BTW, Welcome to the board.


----------



## Tidalreach (Jul 30, 2012)

Thanks.

For fifty bux, its a durable simple and , well, cheap rod that gets the bait out there. It could be worse - like my 7' Ogly Stick. Oh brother - time was when a rod could make a full loop. Well I had this snag with ten pound test - mustve been a log or soemthing some six feet down in the river. Im pulling - strongly and the rod is doing a perfect U shape then BLAM!!!! The damned thing SHATTERED!!! I had some minor abrasion and utter shock to go with the pain. As a kid my Dad was kind enough to equip me with a Garcia Mitchell 300 with a Garcia CONLON six footer and eight pound test. I snagged everything underwater and in the trees and I had no fear in getting my stuff back. The rod never failed me. This Walmart junk though... oh its got the neat iridescent stickers, decals and what have you and its just a cheap piece of junk. LOL, the Wonder rod is just cheap.

Thanks for the advice.

Pete


----------



## NC KingFisher (Nov 20, 2011)

→ **Source excerpt**

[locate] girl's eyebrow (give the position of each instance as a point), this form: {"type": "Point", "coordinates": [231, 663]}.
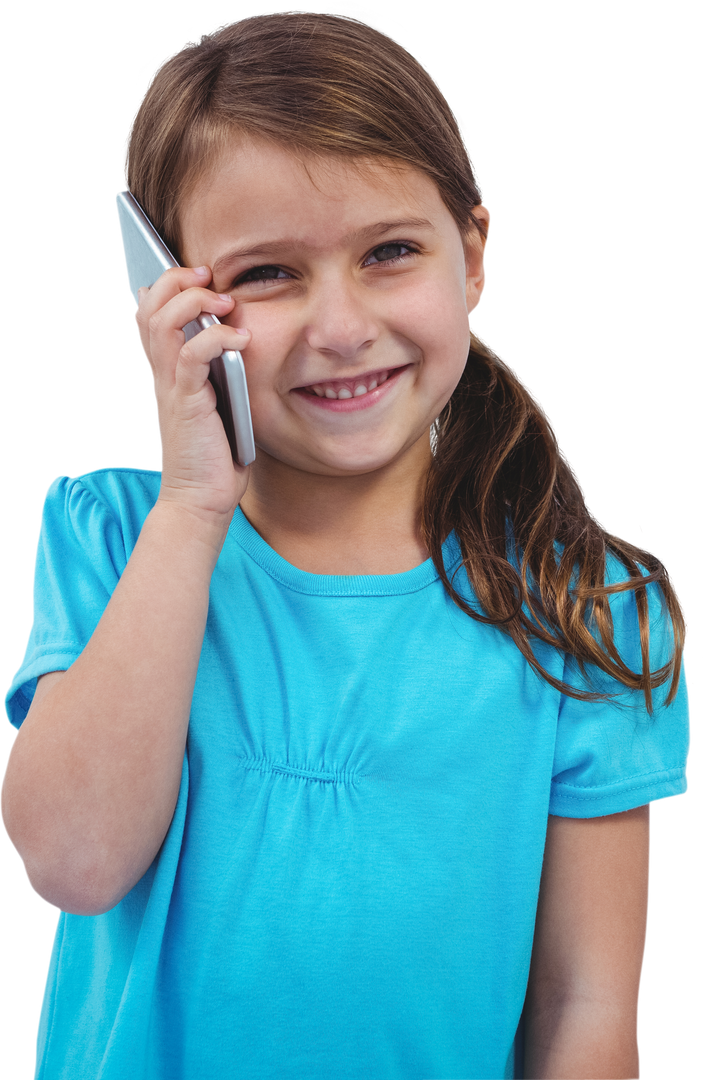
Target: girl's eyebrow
{"type": "Point", "coordinates": [291, 243]}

→ **Required task**
How would you render this sentence from the fishing rod thread above in Spanish: "I snagged everything underwater and in the trees and I had no fear in getting my stuff back."

→ **The result**
Me enganchaba en todo lo que había bajo el agua y en los árboles, y no tenía ningún miedo de recuperar mis cosas.